** Records supplied **

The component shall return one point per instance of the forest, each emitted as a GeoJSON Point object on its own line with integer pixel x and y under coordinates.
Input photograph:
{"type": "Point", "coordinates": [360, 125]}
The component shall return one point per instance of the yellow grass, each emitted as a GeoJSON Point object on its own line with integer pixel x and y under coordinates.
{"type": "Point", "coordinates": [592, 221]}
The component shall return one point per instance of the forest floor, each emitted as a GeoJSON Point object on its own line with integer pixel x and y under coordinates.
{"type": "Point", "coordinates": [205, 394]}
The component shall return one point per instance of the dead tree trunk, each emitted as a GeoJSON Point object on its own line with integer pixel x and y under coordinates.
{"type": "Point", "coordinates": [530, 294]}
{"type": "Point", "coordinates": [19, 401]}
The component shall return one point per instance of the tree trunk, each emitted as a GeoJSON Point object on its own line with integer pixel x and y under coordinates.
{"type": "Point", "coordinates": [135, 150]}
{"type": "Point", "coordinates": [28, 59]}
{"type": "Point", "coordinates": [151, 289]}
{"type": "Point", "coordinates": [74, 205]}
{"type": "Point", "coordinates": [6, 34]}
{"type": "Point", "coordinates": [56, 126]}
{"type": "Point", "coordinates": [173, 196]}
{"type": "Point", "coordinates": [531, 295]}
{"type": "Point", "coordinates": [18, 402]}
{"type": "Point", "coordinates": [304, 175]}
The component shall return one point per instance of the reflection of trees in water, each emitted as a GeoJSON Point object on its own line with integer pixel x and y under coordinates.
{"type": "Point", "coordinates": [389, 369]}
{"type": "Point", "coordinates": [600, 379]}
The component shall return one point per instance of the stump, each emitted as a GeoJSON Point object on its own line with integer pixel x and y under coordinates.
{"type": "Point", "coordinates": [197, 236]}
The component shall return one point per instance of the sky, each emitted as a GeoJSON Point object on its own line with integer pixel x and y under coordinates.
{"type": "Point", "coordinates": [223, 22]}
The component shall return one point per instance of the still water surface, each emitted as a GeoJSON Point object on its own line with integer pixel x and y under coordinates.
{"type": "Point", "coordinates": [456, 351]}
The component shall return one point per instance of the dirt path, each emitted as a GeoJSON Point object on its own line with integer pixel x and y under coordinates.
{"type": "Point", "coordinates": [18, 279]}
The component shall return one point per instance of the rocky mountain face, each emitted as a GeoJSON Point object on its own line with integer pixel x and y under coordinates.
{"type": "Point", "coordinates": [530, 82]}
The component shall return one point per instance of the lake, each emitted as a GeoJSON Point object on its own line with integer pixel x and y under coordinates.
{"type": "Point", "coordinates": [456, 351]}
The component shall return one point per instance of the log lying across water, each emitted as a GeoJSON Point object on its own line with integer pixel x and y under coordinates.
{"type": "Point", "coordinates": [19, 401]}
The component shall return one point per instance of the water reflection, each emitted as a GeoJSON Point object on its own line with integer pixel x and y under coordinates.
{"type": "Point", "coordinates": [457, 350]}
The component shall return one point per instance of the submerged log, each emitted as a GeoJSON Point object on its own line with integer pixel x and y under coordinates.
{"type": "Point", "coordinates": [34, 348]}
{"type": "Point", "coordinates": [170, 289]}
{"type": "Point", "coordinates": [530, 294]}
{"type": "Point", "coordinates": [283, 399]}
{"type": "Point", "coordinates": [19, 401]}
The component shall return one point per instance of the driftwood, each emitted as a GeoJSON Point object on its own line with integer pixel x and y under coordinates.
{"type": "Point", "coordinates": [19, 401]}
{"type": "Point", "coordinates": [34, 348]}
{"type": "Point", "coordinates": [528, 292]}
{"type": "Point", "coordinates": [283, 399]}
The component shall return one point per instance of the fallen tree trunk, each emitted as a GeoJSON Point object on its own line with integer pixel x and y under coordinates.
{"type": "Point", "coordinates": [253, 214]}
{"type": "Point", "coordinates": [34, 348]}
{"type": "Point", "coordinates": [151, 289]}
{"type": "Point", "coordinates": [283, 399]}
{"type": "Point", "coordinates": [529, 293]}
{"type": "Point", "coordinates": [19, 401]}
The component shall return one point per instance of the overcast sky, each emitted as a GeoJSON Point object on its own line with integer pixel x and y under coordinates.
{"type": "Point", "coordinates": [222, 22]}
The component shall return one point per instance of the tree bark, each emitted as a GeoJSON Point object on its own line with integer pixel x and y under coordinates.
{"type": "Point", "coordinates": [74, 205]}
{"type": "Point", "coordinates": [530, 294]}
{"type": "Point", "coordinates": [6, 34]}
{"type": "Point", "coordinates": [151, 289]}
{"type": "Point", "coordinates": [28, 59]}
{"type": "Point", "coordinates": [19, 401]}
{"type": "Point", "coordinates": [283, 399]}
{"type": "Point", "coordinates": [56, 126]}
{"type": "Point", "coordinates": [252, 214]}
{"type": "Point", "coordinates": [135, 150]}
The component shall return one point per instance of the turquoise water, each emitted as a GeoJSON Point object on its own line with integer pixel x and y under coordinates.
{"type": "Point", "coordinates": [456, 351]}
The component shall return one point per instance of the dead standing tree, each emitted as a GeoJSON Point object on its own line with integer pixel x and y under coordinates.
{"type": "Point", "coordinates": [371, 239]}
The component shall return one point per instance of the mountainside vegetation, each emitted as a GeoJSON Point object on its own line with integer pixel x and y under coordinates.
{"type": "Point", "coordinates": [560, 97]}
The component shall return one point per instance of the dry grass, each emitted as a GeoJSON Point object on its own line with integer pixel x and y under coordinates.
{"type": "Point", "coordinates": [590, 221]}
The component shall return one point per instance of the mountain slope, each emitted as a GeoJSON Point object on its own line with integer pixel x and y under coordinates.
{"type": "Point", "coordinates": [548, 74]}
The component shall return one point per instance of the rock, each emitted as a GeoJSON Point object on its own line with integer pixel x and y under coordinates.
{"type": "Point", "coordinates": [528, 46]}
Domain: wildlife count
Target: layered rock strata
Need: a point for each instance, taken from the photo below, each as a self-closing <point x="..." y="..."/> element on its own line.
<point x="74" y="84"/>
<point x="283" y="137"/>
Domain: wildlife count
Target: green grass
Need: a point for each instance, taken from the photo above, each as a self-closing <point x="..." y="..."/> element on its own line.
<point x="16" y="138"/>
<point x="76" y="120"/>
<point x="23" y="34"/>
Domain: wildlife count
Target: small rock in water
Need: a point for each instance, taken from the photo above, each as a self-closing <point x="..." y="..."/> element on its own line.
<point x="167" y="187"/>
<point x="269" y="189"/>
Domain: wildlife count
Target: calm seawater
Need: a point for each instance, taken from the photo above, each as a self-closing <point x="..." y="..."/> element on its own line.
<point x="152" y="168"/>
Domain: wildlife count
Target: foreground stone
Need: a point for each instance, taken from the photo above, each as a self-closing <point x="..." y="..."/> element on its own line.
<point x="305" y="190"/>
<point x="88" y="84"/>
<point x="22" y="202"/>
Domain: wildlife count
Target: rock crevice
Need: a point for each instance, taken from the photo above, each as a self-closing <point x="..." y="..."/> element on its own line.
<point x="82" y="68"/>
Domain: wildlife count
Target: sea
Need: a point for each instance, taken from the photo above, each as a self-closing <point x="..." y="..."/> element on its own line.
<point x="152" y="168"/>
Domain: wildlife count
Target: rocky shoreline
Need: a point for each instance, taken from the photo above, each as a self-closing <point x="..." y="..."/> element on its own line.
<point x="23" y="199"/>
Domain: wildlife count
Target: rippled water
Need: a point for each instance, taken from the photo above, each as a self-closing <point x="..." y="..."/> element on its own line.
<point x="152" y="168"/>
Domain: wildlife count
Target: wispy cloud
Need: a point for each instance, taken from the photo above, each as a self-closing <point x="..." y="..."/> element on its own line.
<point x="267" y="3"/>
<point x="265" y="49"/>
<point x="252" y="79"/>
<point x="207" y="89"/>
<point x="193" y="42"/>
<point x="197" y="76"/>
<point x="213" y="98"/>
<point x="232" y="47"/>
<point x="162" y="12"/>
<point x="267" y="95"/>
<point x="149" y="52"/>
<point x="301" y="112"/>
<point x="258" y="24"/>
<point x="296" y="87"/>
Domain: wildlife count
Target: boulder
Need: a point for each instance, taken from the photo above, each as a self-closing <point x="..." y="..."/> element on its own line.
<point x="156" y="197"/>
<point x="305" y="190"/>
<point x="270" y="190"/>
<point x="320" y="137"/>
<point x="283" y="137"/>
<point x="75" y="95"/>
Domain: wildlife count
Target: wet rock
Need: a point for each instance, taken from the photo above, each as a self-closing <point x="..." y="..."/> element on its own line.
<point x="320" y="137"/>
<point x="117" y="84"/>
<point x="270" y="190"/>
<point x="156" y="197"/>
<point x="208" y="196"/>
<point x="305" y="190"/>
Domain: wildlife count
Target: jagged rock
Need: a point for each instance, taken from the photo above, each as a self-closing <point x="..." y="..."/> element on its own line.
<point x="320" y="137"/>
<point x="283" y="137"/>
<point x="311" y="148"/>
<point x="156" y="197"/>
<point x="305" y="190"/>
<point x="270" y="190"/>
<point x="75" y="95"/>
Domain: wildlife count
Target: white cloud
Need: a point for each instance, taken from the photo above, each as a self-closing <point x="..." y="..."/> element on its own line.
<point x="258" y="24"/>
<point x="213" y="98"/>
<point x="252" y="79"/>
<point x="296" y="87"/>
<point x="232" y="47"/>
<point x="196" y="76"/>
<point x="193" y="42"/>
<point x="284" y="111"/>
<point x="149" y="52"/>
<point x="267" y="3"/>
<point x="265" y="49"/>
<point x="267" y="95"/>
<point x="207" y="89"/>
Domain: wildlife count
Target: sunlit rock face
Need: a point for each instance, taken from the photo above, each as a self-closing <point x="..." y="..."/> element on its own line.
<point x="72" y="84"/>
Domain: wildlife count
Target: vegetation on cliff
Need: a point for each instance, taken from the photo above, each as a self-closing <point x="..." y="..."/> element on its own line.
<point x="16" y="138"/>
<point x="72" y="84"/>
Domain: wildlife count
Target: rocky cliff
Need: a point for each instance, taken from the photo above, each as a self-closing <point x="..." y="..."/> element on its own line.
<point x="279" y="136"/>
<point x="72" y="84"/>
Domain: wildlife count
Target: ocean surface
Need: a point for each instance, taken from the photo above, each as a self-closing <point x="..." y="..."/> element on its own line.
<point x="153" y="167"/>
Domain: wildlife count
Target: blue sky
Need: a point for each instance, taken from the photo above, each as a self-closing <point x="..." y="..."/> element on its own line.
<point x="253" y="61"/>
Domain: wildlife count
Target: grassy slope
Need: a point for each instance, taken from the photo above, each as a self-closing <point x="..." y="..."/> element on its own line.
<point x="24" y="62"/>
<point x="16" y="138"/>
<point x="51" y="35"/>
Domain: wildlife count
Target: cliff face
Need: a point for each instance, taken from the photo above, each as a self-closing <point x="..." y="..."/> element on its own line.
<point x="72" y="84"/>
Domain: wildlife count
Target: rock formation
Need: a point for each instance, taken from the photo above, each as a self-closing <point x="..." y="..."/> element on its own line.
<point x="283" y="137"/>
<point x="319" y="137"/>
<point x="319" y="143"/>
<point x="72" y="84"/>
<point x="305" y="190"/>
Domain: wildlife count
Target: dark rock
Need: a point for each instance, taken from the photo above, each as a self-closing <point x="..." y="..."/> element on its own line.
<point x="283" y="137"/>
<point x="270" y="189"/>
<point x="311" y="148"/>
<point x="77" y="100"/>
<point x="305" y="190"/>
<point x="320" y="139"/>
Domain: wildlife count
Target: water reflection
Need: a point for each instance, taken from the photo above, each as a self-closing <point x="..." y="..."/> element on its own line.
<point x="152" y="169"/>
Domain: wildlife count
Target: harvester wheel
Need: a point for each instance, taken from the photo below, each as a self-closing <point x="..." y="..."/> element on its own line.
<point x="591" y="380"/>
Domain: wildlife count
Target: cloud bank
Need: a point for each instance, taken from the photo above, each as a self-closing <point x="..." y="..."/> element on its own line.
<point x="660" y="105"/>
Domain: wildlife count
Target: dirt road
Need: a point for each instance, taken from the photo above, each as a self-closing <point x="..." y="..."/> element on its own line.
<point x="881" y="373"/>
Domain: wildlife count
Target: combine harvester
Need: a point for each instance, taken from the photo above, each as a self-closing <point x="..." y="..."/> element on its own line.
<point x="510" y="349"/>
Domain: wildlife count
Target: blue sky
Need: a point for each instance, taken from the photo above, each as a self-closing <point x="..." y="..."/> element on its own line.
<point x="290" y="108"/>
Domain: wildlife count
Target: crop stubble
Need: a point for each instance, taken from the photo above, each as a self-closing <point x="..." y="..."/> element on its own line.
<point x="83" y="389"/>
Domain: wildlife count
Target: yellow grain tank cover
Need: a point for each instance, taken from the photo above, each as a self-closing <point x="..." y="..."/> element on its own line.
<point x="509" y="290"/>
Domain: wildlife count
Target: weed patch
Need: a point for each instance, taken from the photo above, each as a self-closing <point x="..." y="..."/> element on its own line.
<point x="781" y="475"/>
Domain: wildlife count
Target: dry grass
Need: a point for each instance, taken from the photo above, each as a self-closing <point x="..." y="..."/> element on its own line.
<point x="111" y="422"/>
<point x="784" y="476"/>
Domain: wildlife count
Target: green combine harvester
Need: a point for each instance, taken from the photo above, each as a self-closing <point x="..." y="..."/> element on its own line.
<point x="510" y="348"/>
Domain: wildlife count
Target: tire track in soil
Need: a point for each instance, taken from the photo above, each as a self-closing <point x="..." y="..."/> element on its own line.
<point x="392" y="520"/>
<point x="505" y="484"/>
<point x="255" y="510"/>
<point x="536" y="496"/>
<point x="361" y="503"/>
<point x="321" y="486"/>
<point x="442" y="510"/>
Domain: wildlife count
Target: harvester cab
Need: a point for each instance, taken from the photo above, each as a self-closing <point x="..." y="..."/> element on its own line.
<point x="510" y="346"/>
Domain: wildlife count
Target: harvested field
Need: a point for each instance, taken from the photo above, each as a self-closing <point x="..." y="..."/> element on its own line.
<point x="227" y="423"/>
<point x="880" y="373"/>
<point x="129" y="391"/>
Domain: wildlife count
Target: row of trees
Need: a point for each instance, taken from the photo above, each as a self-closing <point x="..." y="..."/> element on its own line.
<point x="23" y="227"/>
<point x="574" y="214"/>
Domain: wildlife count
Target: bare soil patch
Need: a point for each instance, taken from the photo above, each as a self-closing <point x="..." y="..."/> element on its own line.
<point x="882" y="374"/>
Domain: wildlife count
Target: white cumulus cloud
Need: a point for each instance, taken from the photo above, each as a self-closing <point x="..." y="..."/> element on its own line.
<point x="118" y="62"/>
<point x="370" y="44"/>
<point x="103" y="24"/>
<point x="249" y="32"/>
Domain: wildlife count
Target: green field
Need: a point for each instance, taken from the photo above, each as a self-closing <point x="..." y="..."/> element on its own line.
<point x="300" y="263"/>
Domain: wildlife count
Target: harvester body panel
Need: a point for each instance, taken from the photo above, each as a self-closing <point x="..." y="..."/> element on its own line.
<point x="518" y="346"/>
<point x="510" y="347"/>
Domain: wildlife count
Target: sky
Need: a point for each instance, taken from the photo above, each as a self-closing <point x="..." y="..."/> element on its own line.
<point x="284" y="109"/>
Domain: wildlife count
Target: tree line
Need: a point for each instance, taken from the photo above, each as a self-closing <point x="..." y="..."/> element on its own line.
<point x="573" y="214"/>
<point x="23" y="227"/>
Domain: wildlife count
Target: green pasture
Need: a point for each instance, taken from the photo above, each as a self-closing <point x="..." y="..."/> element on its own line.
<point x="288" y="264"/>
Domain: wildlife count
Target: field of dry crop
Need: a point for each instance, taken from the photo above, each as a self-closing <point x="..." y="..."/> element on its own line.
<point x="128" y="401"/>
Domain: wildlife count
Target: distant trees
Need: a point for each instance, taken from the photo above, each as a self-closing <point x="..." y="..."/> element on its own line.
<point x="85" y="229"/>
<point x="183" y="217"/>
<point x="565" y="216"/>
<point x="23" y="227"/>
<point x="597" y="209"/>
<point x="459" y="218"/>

** Work item **
Copy each line above containing the string "patch".

** Task solution **
Target: weed patch
Target: bare soil patch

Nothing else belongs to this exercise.